Below are several records. Retype exactly those lines running from the one with "jersey, placing a dot on each." through the one with "blur, placing a dot on each.", end lines included, and no others.

Exercise data: Begin

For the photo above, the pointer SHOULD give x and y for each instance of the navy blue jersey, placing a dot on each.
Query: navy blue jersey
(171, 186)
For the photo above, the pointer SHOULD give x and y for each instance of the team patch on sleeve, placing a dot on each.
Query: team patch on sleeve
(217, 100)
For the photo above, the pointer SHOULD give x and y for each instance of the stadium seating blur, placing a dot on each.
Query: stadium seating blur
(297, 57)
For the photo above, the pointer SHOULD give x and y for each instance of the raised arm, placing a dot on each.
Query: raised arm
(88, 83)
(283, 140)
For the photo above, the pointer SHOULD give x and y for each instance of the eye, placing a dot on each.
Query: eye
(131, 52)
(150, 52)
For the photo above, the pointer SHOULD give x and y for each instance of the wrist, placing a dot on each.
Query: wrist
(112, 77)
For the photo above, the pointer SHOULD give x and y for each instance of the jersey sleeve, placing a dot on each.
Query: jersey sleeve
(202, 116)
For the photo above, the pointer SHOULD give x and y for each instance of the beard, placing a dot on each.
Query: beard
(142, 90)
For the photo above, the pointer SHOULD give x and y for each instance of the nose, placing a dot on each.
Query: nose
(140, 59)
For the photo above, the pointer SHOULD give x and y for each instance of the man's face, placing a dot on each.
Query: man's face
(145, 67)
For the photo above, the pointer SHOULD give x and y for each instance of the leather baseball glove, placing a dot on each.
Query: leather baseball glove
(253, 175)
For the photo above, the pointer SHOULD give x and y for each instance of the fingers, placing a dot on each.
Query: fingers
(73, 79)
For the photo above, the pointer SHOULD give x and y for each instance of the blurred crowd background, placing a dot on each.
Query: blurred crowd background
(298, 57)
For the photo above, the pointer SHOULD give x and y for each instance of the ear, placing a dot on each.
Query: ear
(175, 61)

Exercise data: End
Exercise data: Begin

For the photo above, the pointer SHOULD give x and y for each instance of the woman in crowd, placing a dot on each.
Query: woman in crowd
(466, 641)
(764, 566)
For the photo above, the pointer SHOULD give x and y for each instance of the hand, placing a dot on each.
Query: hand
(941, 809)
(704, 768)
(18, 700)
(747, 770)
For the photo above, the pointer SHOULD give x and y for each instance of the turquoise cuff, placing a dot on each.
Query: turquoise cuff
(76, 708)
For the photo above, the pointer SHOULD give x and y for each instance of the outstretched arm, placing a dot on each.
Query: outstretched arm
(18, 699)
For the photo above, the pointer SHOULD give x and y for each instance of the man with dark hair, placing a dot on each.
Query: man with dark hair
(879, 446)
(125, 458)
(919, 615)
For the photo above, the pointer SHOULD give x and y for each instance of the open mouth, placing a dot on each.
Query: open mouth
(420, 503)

Exercise data: End

- Completed task -
For the photo above, the pointer SHOULD give x and y for each instance of the navy blue jersey, placing a dot on each.
Query: navy blue jersey
(171, 186)
For the photo above, the pointer SHOULD give x and y for each instance of the team patch on sleeve, placing a dot on each.
Query: team patch on sleeve
(217, 100)
For the photo above, the pointer SHOULD give x and y for each instance of the stadium seating blur, placing a dot on each.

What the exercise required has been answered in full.